§ Tâches à réaliser:
1 - Restituez, sans rien changer, le passage du texte sur l'agitation sociale dans la santé qui va de « La longue grève » jusqu'à « plupart des syndicats. ».
2 - Répondez à ces questions à l'aide du texte sur l'agitation sociale dans la santé :
(a) Qui a popularisé la grève des sages-femmes ?
(b) À combien s'élève l'enveloppe accordée aux personnels hospitaliers ?
(c) Qui a signé le protocole avec la plupart des syndicats ?
3 - Prolongez le texte sur l'agitation sociale dans le secteur de la santé à partir de sa dernière phrase.

§ Texte à lire:
L E regain d'agitation sociale auquel semble confrontée la France depuis quelques semaines - ce fameux « retour du social » sur lequel on glose tant et qui, dans la foulée des municipales inquiète le gouvernement - n'épargne guère le monde de la santé. Certes, dira-t-on, les conflits sont récurrents depuis de nombreuses années dans ce secteur. N'empêche : l'équipe de Lionel Jospin risque fort de devoir faire face, d'ici à l'été, à une multitude de conflits notamment, mais pas seulement, dans le secteur hospitalier.
La longue grève des sages-femmes - popularisée par la mère du Premier ministre - est révélateur de la grogne larvée des professionnels de santé. Si certaines revendications des sages-femmes - qui ont l'oreille attentive de Bernard Kouchner - peuvent être facilement satisfaites d'autres - notamment celles qui concernent les rémunérations des hospitalières - placent le gouvernement en difficulté. Il est, en effet, hors de question pour les pouvoirs publics d'augmenter l'enveloppe de deux milliards qui vient d'être accordée aux personnels hospitaliers dans la cadre du protocole signé par Elisabeth Guigou et la plupart des syndicats.

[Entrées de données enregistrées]
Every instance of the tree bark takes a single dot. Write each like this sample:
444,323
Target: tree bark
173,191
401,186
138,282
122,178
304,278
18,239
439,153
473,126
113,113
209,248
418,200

§ Résultats successifs:
1 -
La longue grève des sages-femmes - popularisée par la mère du Premier ministre - est révélateur de la grogne larvée des professionnels de santé. Si certaines revendications des sages-femmes - qui ont l'oreille attentive de Bernard Kouchner - peuvent être facilement satisfaites d'autres - notamment celles qui concernent les rémunérations des hospitalières - placent le gouvernement en difficulté. Il est, en effet, hors de question pour les pouvoirs publics d'augmenter l'enveloppe de deux milliards qui vient d'être accordée aux personnels hospitaliers dans la cadre du protocole signé par Elisabeth Guigou et la plupart des syndicats.

2 -
(a) La mère du Premier ministre.
(b) Deux milliards.
(c) Elisabeth Guigou.

3 -
Hôpitaux : le dossier explosif de la RTT
La grève des sages-femmes en annonce d'autres. Les syndicats de personnels hospitaliers qui ont déjà organisé une journée de grève - unitaire, pour la première fois depuis longtemps, le 6 février dernier se sont également bien mobilisés lors de la journée d'action de la fonction publique pour les revalorisations de salaires. La CGT qui est la première organisation syndicale dans les hôpitaux semble prête à passer à l'action.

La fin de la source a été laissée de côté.